====== Excerpt ======
Your uncle has discovered a mysterious slime that, when applied to plants, turns them into an animal-plant hybrid aptly named Planimals. A small town, Planimal Point, has sprouted up around his lab seemingly overnight. Every inhabitant has fallen in love with and has begun growing their own planimals. Knowing that you need a change of pace, he asks you to join him and grow your own planimals on his old farm.
The story isn’t essential in most farming games. Usually, a dead relative gives the player a farm, and they take it over, either out of love or a desire to leave their old life behind. So, having your uncle invite you over after making a life-changing discovery was pretty unique. If that’s all there was to it, I would have been happy to leave the story at that.
However, Monster Harvest tries to throw in a bit of mystery surrounding a company called Slime Co. This company sprung up not long after Planimal Point was founded and messed around in the dungeons where the slimes originated. The critique I have with this is that it is undeniable that the company is up to insidious deeds to the point that its head threatens the player to leave the dungeon alone.
====== Excerpted records ======
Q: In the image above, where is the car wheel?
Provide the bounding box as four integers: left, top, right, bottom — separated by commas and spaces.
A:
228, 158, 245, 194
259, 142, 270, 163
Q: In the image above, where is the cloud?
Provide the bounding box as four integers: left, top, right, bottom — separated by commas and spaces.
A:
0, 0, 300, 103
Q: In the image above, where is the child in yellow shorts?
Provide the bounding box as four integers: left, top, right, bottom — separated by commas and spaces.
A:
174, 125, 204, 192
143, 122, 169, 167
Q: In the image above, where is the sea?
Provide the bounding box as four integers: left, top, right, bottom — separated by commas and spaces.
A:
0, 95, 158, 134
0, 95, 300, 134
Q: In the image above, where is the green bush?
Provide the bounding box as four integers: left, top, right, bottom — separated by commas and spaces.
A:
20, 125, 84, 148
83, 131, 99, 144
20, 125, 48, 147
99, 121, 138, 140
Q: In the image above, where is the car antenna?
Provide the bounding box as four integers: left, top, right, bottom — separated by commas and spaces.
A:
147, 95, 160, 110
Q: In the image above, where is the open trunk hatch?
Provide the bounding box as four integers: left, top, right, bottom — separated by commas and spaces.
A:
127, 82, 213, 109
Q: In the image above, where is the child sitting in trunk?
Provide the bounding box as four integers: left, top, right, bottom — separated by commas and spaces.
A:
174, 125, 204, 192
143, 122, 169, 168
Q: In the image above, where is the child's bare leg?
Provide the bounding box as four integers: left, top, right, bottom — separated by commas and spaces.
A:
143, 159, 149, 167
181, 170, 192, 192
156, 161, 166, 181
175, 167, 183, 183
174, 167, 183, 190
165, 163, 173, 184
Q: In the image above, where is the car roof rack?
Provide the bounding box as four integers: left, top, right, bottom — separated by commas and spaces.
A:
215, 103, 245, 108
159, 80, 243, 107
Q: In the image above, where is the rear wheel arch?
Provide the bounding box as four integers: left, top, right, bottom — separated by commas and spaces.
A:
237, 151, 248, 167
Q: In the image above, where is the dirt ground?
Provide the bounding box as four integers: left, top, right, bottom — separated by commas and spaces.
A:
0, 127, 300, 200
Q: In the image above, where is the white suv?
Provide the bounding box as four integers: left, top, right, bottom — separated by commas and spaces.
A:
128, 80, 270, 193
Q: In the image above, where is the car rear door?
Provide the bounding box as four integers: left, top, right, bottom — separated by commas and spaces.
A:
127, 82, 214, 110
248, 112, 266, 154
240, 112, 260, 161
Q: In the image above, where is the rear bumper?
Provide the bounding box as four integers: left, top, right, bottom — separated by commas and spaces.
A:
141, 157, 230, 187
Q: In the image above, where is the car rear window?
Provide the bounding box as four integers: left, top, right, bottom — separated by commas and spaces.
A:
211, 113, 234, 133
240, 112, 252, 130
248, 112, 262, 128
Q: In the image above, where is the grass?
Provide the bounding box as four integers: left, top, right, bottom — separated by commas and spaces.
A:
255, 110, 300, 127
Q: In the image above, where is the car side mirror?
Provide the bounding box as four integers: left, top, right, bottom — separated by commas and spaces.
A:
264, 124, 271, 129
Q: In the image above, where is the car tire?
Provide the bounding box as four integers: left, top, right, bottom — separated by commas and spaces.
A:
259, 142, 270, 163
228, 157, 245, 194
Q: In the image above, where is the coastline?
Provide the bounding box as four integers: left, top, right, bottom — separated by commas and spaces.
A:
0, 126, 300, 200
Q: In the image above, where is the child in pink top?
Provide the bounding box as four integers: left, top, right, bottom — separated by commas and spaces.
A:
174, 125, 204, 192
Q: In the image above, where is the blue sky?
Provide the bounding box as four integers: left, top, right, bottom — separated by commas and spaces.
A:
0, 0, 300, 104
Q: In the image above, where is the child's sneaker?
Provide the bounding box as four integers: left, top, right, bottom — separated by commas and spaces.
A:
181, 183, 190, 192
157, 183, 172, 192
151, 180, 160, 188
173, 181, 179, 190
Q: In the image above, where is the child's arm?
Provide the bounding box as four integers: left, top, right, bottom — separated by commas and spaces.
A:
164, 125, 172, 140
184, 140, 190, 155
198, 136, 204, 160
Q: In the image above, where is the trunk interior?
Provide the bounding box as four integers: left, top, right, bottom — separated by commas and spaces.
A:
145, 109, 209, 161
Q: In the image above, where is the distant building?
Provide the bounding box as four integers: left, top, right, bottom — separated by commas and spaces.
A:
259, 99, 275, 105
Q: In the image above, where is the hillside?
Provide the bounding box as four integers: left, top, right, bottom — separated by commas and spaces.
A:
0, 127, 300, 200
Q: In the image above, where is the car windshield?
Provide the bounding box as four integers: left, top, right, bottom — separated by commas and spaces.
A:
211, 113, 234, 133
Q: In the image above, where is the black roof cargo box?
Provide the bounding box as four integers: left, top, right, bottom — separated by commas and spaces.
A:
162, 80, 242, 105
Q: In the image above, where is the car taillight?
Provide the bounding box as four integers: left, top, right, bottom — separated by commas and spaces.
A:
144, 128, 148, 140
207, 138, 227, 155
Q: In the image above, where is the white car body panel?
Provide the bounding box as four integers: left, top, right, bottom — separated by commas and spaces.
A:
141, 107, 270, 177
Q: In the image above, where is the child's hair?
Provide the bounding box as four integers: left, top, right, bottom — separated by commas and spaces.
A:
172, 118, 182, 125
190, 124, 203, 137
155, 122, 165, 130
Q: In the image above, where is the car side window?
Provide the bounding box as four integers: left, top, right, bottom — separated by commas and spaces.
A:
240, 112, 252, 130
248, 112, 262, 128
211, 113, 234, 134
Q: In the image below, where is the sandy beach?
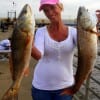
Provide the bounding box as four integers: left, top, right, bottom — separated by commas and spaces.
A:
0, 29, 36, 100
0, 29, 100, 100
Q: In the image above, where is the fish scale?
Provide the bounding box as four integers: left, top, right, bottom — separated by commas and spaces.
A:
62, 7, 97, 94
2, 4, 35, 100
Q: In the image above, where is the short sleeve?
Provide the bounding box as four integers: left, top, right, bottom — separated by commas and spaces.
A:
34, 28, 44, 56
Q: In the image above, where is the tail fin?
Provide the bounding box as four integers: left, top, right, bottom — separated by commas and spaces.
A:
1, 85, 19, 100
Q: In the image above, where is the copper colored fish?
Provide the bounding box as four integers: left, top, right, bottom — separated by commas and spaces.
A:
62, 7, 97, 94
2, 4, 35, 100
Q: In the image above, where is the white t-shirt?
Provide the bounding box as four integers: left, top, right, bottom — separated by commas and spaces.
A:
32, 26, 77, 90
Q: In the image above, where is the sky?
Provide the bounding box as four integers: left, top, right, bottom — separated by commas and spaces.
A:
0, 0, 100, 19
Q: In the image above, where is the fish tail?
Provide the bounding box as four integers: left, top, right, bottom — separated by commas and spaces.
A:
1, 85, 19, 100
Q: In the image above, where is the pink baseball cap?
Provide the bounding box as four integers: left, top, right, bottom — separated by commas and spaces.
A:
39, 0, 59, 11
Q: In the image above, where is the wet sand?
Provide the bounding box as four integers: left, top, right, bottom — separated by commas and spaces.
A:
0, 28, 36, 100
0, 58, 36, 100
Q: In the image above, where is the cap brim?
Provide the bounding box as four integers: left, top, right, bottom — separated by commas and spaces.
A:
39, 2, 57, 11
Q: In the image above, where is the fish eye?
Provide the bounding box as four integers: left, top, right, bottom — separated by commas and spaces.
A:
24, 10, 27, 14
79, 12, 82, 16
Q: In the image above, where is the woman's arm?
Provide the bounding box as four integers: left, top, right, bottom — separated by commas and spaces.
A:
31, 45, 41, 60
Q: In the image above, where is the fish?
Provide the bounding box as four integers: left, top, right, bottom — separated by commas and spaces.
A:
62, 7, 97, 94
2, 4, 35, 100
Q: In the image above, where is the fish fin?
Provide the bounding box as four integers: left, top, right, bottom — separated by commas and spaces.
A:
26, 35, 31, 46
24, 67, 30, 77
1, 85, 19, 100
9, 55, 13, 79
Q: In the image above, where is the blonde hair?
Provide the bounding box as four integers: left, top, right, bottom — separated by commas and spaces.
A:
57, 3, 64, 10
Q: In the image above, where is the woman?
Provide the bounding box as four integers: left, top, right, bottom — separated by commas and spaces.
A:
32, 0, 77, 100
======
[Task requirements]:
1) In the Monster Harvest review, what name is given to the animal-plant hybrids created by the slime?
2) Check each statement against the Monster Harvest review. Mark it yes or no, and quote the words that settle it. (a) Planimal Point sprang up around the uncle's lab seemingly overnight. (b) Slime Co. existed before Planimal Point was founded. (c) The story is essential in most farming games.
3) Extend the Monster Harvest review, continuing from its final sentence.

[Results of the tasks]:
1) Planimals

2)
(a) Yes: "has sprouted up around his lab seemingly overnight"
(b) No: "This company sprung up not long after Planimal Point was founded"
(c) No: "The story isn’t essential in most farming games."

3)
After that point, there aren’t many interactions with Slime Co. at all. Evidence of their machinery is left all around the dungeon, and the villagers keep talking about how fishy they are. Still, outside of that one interaction, the company might as well not even exist. It feels like everyone talks about Slime Co. but never bothers to show the player exactly what they are doing or why it isn’t good.
I honestly found it hard to care about what was going on with Slime Co and, to a bigger extent, Planimal Point. Talking to NPCs is a vital component of the simulation genre to form attachments to the townspeople. The player gives gifts to get closer to the townsfolk, and they slowly reward the player with insight into their lives. This simple loop allows the player to form connections and gradually become part of the community.
It’s a gradual process, and during it, you are bound to run into repeating dialogue. I am convinced that none of the NPCs have any character, though. Even thinking back, I can only recall one character, and all I know is that she and her mom run the clinic since that’s practically all she spoke of.
The same holds true for every other character you speak with. They all spit the same three to four lines out at you. I eventually stopped hunting characters down to give them presents. Instead, if they were in my path as I ran to the dungeons, I would mash through their dialogue, throw a flower in their face, and then continue on my way.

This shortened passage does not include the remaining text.